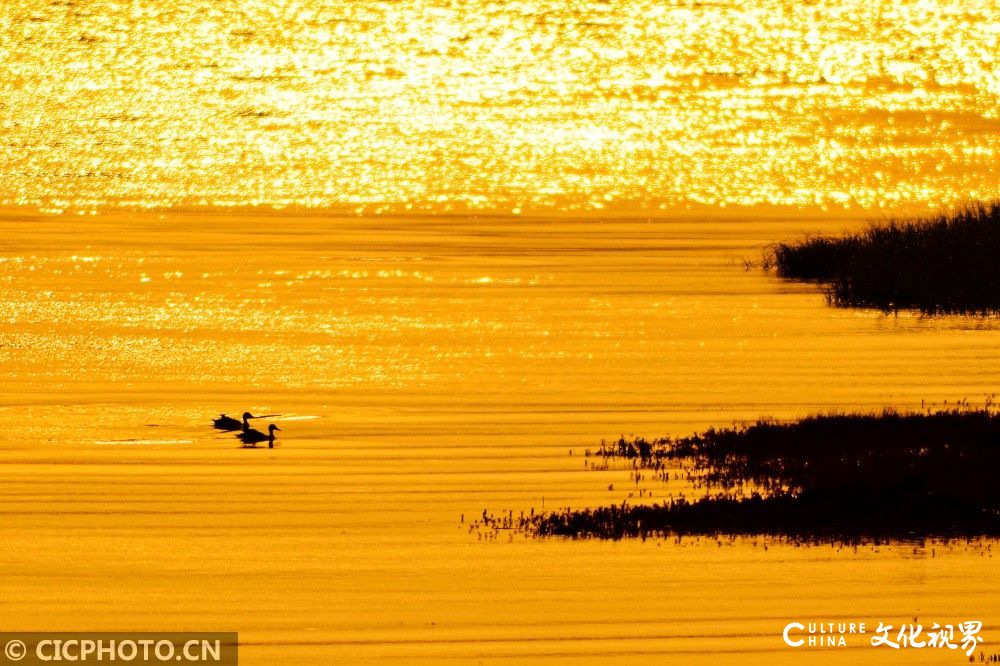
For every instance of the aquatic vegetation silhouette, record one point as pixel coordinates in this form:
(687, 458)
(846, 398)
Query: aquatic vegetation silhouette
(848, 477)
(944, 264)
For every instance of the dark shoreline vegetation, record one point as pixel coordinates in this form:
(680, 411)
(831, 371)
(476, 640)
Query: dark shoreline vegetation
(843, 477)
(945, 264)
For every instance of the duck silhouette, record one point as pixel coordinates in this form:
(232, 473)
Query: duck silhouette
(229, 423)
(252, 437)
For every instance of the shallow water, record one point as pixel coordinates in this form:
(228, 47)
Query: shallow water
(426, 368)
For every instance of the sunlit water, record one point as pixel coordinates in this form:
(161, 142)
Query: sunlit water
(503, 106)
(425, 369)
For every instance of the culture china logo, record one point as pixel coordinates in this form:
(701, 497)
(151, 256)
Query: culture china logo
(964, 636)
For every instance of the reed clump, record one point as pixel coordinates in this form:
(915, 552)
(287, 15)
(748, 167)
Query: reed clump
(850, 477)
(945, 264)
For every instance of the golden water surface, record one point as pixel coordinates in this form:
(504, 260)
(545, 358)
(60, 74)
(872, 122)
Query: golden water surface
(533, 104)
(509, 230)
(425, 369)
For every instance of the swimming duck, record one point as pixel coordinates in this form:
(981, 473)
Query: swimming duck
(251, 437)
(229, 423)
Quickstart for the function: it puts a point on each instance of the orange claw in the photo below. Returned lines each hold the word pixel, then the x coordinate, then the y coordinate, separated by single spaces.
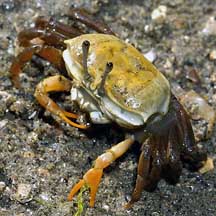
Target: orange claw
pixel 93 176
pixel 91 179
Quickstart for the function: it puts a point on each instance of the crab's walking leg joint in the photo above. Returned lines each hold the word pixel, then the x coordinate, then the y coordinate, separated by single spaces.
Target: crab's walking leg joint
pixel 85 50
pixel 93 176
pixel 51 54
pixel 55 83
pixel 84 17
pixel 108 68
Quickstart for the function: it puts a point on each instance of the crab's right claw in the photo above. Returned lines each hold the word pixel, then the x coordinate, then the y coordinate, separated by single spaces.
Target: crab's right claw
pixel 91 179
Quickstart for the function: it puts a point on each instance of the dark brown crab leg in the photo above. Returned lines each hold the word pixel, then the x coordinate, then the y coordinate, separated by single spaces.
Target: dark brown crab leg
pixel 142 174
pixel 50 32
pixel 84 17
pixel 190 152
pixel 173 166
pixel 49 53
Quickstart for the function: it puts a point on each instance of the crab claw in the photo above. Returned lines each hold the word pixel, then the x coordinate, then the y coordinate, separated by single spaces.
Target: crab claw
pixel 91 179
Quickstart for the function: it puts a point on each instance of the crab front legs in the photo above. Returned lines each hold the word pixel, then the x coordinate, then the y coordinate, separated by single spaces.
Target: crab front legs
pixel 93 176
pixel 55 83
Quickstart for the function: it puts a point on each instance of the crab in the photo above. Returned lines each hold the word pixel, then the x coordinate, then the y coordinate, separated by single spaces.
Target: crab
pixel 114 83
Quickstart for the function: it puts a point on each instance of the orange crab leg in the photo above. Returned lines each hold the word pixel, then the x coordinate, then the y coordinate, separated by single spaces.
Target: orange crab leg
pixel 49 53
pixel 93 176
pixel 55 83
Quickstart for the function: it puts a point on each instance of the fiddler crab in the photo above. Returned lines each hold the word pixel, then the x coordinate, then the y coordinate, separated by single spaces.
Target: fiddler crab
pixel 114 83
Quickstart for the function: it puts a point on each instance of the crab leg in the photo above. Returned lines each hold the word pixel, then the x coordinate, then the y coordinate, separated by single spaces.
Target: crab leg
pixel 49 32
pixel 55 83
pixel 51 54
pixel 84 17
pixel 93 176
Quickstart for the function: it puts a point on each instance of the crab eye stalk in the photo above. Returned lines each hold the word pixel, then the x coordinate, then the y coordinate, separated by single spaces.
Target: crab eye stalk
pixel 85 50
pixel 108 68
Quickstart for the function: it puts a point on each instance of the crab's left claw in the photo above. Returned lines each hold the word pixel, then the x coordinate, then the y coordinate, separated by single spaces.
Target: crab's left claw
pixel 93 176
pixel 91 179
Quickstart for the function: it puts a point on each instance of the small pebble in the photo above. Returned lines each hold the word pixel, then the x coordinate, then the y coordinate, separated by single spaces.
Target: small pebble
pixel 212 55
pixel 151 55
pixel 210 26
pixel 159 14
pixel 23 193
pixel 2 186
pixel 209 165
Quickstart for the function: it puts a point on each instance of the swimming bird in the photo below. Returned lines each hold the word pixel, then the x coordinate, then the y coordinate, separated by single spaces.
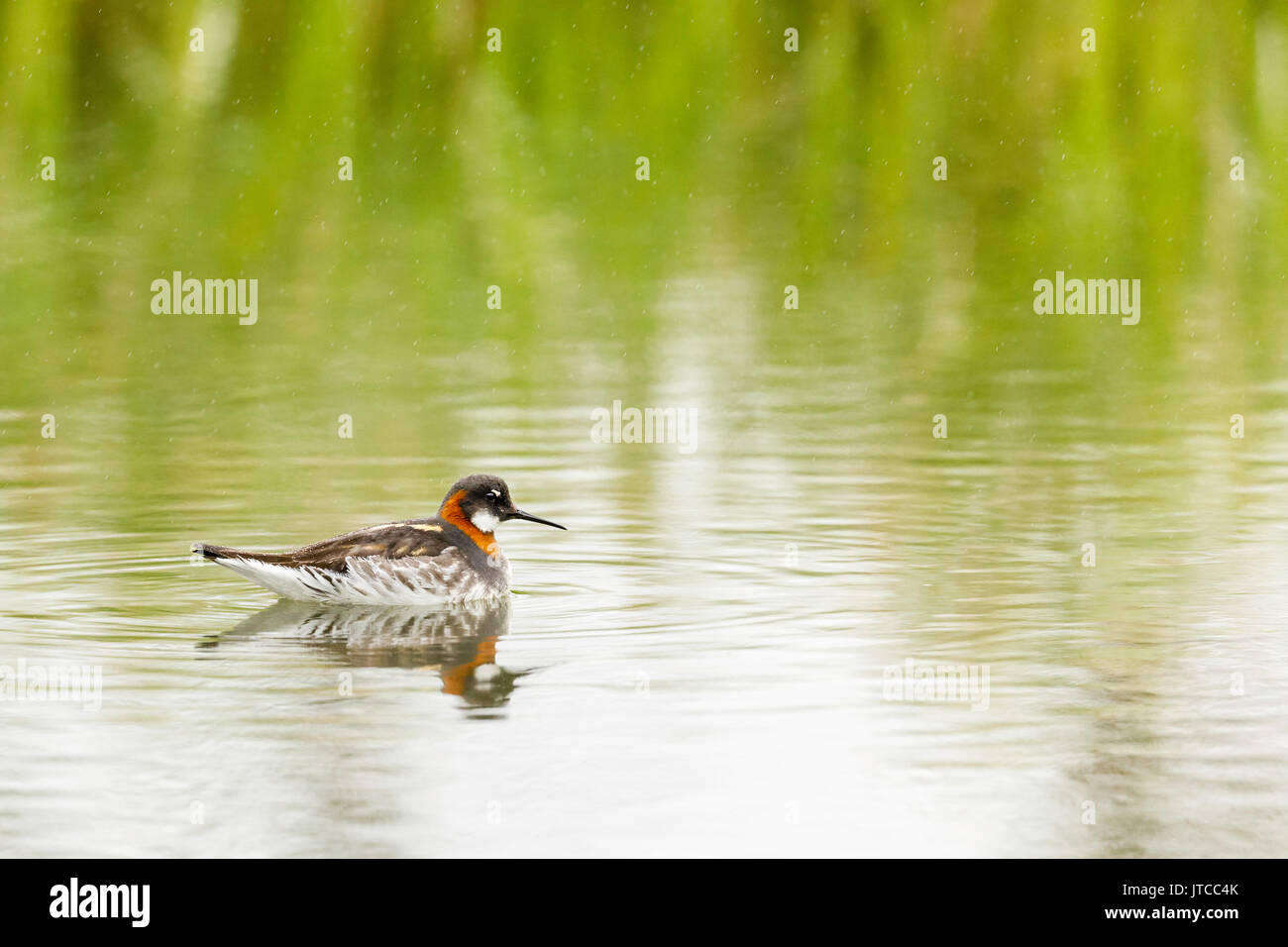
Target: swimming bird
pixel 451 557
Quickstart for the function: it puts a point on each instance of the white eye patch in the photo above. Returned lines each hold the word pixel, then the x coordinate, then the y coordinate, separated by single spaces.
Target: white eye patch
pixel 485 521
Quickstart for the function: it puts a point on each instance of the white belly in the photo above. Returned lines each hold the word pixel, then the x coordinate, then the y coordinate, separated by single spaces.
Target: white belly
pixel 372 579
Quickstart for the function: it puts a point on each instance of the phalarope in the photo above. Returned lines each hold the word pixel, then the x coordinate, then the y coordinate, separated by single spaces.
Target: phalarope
pixel 451 557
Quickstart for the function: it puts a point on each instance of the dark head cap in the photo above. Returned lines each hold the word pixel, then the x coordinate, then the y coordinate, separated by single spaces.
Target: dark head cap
pixel 484 500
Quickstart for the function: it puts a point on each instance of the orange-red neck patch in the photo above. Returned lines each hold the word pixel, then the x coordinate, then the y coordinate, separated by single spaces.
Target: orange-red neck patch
pixel 454 514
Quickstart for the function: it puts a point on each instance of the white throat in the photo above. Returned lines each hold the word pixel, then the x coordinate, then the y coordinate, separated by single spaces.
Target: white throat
pixel 485 521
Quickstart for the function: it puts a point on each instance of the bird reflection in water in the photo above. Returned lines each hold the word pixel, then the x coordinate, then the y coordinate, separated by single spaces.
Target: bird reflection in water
pixel 459 642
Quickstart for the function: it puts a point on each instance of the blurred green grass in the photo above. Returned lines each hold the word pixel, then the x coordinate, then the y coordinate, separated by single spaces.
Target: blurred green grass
pixel 516 169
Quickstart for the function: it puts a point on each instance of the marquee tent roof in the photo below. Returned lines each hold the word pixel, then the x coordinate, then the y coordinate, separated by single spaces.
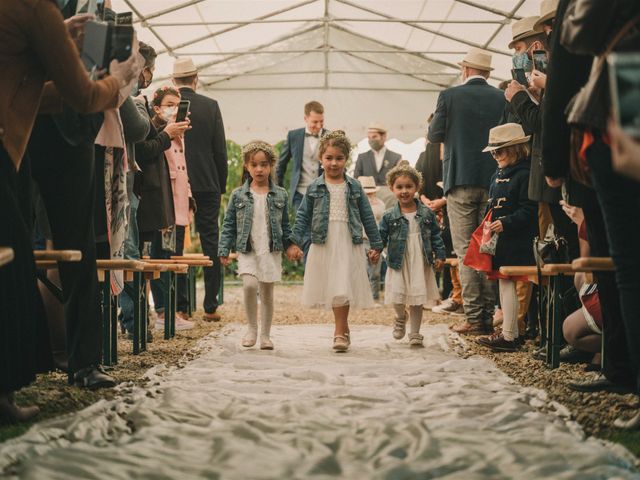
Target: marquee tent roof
pixel 364 60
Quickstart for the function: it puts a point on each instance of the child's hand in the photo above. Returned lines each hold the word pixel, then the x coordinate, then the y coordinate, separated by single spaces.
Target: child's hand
pixel 294 253
pixel 496 226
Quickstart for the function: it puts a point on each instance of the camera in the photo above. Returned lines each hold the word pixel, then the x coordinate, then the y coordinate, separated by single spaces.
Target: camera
pixel 104 42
════
Opdracht.
Maak de items vanaf de regel met "of the small" tot en met de regel met "pixel 209 165" op als CSV met twee kolommen, item en antwoord, met één rij per item. Zet elk veld tussen aanhalingstekens en vervang regeleinden door spaties.

Uitvoer.
item,antwoord
"Quickstart for the function: it puts a point on each instance of the small pebble in the photo above. Returned lines each hold the word pixel, then the x coordinate, then the y coordinate, separated by single spaces. Target: small pebble","pixel 212 55 pixel 151 55 pixel 210 26 pixel 159 14 pixel 23 193 pixel 2 186 pixel 209 165"